- **PROBLEMS TO SOLVE**:
1 > In the copper equilibrium problem, what standard cell potential is calculated?
2 > Copy out the part of the records that opens with the line containing "Where can you see the seated" and runs through the end of the records, leaving the pictures out.

- **TEXT PROVIDED**:
In the given reaction, 
           $\begin{array}{c}2{\mathrm{Cu}}^{+}\left(\mathrm{aq}\right)\rightleftharpoons {\mathrm{Cu}}^{2+}\left(\mathrm{aq}\right)+\mathrm{Cu}\left(\mathrm{s}\right)\\ {\mathrm{E}}_{{\mathrm{Cu}}^{+}/\mathrm{Cu}}^{\circ }=0.6\mathrm{V}\text{ and }{\mathrm{E}}_{{\mathrm{Cu}}^{2+}/\mathrm{Cu}}^{\circ }=0.41\mathrm{V}\end{array}$
Find out the equilibrium constant.

Right hand cell reaction, ${\mathrm{Cu}}^{+}+{\mathrm{e}}^{-}⟶\mathrm{Cu}$
Left hand cell reaction, ${\mathrm{Cu}}^{+}⟶{\mathrm{Cu}}^{2+}+{\mathrm{e}}^{-}$
Cell reactions, $2{\mathrm{Cu}}^{+}⟶\mathrm{Cu}+{\mathrm{Cu}}^{2+}$
Cell potential ${\mathrm{E}}_{\text{cell }}^{\circ }={\mathrm{E}}_{{\mathrm{Cu}}^{+}/\mathrm{Cu}}^{\circ }-{\mathrm{E}}_{{\mathrm{Cu}}^{2+}/\mathrm{C}}^{\circ }$
            $\begin{array}{l} =0.60-0.41=0.19\mathrm{V}\\ -{\mathrm{nFE}}^{\circ }=-\mathrm{RTln}{\mathrm{K}}_{\mathrm{eq}}\\ \log {\mathrm{K}}_{\mathrm{eq}}=\frac{{\mathrm{nE}}^{\circ }}{(2.303\mathrm{RT}/\mathrm{F})}=\frac{2\times 0.19\mathrm{V}}{0.059\mathrm{V}}=6.44\\ {\mathrm{K}}_{\mathrm{eq}}={10}^{6.44}=2.76\times {10}^6\end{array}$

- **PROVIDED RECORDS**:

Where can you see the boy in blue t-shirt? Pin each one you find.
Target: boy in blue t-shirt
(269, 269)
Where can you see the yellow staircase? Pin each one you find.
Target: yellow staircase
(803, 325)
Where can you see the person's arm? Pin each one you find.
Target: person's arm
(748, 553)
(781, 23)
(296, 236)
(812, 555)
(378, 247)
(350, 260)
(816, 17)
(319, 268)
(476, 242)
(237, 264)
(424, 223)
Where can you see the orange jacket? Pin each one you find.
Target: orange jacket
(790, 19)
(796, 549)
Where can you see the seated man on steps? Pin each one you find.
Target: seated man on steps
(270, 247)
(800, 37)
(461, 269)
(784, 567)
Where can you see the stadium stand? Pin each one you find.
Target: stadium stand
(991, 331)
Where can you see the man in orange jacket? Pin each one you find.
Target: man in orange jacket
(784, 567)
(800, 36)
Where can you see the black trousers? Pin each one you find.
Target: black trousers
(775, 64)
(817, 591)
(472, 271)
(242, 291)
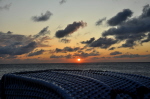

- **THE RESULTS**:
1 > 0.19 V

2 >
Where can you see the seated man on steps? Pin each one you find.
Target: seated man on steps
(270, 247)
(800, 37)
(461, 269)
(784, 567)
Where can you see the stadium stand? Pin each one you find.
Target: stadium stand
(991, 331)
Where can you see the man in orange jacket? Pin each one you find.
Target: man in orange jacket
(784, 567)
(800, 36)
Where can you see the black trousers? Pin each one you find.
Target: black trousers
(775, 64)
(817, 591)
(472, 271)
(242, 291)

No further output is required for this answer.